## O que fazer
Copie sem nenhuma alteração o trecho do texto da página que começa em "Valor Econômico, v." e vai até "sem base popular.".

==== Texto da página ====

Valor Econômico, v. 20, n. 4961, 17/03/2020. Política, p. A8

Vacina contra crime de responsabilidade

Maria Cristina Fernandes


O presidente Jair Bolsonaro ignora o coronavírus mas se vale dele para vacinar seu mandato. Ao colocar a vida de seus apoiadores mais radicais em risco, com apertos de mão em frente ao Palácio do Alvorada, o presidente quis mostrar que é capaz de colocar gente na rua contra tentativas de abreviar seu mandato. Foi isso o que disse no domingo a manifestantes que o aguardavam na volta de seu passeio pelo Plano Piloto - “Vocês me botaram aqui, agora têm que me ajudar a ficar e governar”. À noite, desafiou os presidentes da Câmara e do Senado a fazer o mesmo. Sugeriu que um impeachment hoje seria uma manobra das instituições, sem base popular.

Ainda que reduzidos, os grupos mais radicalizados do bolsonarismo raiz cumprem a função de conferir um fio de legitimidade a um presidente que afronta as instituições, a ciência e a responsabilidade pública. No outro lado, a capacidade de arregimentação é afetada pela pandemia. Até aliados já veem limites sendo ultrapassados, vide o governador de Goiás, Ronaldo Caiado, que é médico e ontem foi às ruas bater boca com manifestantes.

==== Dados fornecidos ====

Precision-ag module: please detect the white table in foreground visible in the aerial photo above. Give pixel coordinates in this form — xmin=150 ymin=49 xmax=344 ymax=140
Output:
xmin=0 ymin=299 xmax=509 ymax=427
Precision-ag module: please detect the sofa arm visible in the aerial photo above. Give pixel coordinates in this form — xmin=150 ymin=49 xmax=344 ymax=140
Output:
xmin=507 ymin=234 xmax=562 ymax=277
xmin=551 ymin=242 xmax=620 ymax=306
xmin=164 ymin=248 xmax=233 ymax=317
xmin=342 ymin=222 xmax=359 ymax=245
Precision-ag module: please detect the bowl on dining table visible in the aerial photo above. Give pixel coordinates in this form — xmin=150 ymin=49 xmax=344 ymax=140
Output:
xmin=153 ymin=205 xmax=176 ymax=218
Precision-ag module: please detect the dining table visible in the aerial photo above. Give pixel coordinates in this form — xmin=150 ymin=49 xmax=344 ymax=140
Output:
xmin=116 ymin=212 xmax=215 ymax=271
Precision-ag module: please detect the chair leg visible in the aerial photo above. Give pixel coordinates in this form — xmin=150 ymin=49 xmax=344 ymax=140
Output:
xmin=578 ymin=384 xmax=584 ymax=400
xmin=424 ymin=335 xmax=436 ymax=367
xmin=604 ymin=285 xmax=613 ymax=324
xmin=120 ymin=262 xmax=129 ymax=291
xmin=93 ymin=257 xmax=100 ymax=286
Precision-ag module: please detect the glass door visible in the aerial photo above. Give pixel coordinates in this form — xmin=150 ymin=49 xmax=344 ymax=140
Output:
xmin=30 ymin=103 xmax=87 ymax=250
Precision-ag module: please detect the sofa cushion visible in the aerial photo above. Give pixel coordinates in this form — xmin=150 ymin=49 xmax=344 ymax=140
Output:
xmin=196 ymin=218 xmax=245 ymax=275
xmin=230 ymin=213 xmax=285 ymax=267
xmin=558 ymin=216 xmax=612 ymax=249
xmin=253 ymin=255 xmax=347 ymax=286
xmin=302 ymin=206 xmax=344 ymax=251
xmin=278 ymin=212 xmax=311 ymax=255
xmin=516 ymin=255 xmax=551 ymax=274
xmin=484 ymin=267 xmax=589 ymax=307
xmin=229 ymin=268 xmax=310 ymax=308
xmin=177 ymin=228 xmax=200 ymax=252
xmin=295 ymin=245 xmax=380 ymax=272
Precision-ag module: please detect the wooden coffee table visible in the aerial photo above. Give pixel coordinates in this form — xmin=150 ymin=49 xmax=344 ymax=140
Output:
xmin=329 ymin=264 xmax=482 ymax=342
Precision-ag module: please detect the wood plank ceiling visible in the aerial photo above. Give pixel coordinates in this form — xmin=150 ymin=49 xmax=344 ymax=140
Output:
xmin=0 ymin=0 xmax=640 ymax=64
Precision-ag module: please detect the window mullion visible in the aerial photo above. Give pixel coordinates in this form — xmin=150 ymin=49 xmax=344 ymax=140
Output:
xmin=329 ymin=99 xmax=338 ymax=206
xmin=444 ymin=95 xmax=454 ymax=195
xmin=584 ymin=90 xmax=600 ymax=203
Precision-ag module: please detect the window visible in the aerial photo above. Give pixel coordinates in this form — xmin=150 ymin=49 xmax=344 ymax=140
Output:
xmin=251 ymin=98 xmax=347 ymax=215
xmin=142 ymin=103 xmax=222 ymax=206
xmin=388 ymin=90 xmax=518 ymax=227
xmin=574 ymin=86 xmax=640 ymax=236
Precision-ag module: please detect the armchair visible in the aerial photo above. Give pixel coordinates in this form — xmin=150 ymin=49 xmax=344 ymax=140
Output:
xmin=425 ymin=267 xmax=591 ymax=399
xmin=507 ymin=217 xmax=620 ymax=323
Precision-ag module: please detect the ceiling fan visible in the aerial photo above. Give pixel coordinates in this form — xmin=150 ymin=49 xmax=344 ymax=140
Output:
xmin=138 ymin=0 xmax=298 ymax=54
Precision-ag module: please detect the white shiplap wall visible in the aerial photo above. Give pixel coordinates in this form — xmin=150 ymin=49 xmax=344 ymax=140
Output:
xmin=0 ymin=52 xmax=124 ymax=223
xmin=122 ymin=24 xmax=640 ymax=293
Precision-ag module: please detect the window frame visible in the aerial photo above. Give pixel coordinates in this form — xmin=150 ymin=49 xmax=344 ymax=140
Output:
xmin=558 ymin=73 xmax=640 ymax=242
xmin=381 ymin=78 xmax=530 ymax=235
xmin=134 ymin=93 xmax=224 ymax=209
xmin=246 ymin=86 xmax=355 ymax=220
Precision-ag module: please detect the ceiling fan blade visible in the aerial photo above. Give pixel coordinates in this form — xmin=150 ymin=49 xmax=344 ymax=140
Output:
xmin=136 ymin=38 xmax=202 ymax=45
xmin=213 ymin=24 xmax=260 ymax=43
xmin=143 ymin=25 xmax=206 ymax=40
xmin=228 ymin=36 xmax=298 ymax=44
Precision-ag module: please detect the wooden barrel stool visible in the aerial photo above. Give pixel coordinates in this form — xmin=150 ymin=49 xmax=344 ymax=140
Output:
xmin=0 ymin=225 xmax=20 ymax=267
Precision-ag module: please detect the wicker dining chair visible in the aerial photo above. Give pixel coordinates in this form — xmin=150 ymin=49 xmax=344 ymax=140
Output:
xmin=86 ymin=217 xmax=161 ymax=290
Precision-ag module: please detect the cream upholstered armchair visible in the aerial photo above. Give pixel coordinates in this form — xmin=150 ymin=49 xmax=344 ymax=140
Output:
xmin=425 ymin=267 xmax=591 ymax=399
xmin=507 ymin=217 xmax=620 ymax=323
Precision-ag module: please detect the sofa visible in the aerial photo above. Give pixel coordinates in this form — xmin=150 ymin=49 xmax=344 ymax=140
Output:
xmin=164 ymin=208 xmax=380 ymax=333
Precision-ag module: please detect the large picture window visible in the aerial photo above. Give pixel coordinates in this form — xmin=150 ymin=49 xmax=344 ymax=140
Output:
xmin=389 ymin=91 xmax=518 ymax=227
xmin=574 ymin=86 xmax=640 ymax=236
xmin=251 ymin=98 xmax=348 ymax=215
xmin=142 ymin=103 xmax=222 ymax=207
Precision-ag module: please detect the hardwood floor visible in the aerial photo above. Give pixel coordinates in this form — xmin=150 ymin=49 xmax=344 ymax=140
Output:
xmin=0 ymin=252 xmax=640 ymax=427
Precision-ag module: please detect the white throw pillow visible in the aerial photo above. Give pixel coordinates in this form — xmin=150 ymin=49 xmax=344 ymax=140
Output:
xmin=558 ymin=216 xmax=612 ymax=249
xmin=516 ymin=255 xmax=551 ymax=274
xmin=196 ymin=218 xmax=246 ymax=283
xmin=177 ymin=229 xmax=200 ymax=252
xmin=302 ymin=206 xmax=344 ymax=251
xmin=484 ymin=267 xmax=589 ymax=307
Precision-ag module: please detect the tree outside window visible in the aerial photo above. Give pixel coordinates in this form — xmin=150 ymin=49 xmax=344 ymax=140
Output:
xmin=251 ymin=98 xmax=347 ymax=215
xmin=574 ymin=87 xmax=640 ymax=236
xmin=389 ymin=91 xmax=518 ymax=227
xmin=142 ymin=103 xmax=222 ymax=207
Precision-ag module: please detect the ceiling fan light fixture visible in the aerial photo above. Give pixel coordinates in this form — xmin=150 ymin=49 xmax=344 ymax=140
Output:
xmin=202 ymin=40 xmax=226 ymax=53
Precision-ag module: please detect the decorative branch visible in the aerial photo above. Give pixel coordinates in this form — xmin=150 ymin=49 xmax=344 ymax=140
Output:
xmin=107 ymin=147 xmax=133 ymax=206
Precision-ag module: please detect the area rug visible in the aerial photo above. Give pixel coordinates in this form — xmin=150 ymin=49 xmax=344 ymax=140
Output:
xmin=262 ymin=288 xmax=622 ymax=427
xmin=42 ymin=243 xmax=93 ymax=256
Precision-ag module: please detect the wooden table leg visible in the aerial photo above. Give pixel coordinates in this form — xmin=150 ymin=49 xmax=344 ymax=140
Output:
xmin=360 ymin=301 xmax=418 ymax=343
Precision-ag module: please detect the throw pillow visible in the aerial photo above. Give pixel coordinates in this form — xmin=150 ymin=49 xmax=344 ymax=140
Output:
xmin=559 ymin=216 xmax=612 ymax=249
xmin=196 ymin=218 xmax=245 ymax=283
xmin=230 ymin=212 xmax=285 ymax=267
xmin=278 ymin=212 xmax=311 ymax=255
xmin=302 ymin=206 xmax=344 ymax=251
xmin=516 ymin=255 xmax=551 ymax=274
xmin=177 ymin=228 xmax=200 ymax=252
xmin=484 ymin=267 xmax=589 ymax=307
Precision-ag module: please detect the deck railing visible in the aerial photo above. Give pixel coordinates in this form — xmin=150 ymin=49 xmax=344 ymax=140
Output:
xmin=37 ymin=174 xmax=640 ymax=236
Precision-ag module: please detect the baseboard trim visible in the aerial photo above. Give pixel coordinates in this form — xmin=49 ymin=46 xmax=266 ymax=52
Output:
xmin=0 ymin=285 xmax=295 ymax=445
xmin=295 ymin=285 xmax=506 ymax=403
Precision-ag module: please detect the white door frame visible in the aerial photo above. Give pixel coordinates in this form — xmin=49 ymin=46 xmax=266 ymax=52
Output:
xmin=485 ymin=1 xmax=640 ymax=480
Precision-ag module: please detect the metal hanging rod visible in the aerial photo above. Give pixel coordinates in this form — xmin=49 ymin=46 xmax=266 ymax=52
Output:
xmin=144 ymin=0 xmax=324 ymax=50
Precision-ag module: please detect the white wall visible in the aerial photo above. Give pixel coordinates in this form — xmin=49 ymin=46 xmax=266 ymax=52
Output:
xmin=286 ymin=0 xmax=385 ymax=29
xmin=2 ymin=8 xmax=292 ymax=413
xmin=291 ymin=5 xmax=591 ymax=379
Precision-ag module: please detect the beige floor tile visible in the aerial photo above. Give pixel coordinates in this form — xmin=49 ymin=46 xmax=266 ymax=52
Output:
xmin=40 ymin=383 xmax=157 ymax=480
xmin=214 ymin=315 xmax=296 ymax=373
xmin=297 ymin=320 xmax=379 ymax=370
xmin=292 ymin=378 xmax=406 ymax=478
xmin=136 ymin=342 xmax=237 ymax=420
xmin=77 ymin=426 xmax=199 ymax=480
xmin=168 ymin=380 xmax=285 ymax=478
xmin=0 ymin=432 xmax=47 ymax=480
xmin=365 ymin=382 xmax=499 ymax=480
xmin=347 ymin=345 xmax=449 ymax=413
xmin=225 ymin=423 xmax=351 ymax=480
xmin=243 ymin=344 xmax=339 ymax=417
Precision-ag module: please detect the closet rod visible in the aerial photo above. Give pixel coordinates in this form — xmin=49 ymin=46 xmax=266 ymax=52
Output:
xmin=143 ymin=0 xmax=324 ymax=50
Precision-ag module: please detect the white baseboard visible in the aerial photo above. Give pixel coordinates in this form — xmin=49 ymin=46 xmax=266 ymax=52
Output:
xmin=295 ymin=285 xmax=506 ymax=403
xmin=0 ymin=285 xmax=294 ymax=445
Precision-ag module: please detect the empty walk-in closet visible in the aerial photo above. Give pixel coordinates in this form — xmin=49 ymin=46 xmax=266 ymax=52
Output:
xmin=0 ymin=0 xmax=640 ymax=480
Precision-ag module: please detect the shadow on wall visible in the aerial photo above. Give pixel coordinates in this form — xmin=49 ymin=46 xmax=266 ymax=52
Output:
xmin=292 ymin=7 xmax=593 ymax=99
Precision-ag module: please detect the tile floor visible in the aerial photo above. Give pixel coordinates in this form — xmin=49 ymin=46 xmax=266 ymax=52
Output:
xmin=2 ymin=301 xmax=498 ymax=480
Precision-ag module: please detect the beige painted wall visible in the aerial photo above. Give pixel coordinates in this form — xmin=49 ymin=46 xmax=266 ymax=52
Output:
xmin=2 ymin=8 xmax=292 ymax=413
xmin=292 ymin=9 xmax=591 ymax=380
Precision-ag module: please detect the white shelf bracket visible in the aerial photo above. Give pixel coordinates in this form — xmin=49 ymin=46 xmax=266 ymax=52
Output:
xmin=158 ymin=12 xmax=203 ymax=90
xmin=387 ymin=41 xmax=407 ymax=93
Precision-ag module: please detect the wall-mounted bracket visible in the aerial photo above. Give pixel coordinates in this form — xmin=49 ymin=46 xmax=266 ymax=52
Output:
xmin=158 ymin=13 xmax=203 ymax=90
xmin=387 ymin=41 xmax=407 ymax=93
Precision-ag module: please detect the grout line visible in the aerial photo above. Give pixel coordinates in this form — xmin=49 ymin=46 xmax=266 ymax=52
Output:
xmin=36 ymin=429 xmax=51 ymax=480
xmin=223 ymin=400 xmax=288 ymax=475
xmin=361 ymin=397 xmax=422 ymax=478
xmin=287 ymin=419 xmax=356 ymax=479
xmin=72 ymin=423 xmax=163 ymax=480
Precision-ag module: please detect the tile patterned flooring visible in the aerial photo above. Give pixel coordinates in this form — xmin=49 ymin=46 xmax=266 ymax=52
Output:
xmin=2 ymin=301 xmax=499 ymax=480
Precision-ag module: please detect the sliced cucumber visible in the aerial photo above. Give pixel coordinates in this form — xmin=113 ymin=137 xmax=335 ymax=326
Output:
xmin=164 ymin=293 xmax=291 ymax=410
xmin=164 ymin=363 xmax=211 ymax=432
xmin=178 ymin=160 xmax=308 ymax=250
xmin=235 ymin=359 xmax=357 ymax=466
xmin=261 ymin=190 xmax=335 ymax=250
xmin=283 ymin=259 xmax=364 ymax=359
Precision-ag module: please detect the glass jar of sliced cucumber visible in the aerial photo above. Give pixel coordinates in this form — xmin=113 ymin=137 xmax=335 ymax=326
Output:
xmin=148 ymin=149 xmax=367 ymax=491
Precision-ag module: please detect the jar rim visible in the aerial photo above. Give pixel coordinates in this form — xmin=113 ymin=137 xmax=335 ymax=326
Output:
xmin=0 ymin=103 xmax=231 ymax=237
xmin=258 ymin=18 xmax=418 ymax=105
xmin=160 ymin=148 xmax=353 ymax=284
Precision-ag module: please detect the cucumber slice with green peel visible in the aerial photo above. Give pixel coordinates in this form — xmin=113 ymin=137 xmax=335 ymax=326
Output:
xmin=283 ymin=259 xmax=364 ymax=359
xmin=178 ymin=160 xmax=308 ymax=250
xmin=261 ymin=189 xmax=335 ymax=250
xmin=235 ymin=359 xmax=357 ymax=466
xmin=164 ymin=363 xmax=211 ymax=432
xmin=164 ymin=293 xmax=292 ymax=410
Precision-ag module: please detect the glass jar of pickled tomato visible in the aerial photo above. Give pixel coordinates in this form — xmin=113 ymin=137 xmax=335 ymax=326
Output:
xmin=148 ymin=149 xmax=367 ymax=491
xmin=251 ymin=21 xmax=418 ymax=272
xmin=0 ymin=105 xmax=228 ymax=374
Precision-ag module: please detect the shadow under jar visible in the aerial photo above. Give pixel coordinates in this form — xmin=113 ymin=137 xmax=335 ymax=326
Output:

====

## Resposta
Valor Econômico, v. 20, n. 4961, 17/03/2020. Política, p. A8

Vacina contra crime de responsabilidade

Maria Cristina Fernandes


O presidente Jair Bolsonaro ignora o coronavírus mas se vale dele para vacinar seu mandato. Ao colocar a vida de seus apoiadores mais radicais em risco, com apertos de mão em frente ao Palácio do Alvorada, o presidente quis mostrar que é capaz de colocar gente na rua contra tentativas de abreviar seu mandato. Foi isso o que disse no domingo a manifestantes que o aguardavam na volta de seu passeio pelo Plano Piloto - “Vocês me botaram aqui, agora têm que me ajudar a ficar e governar”. À noite, desafiou os presidentes da Câmara e do Senado a fazer o mesmo. Sugeriu que um impeachment hoje seria uma manobra das instituições, sem base popular.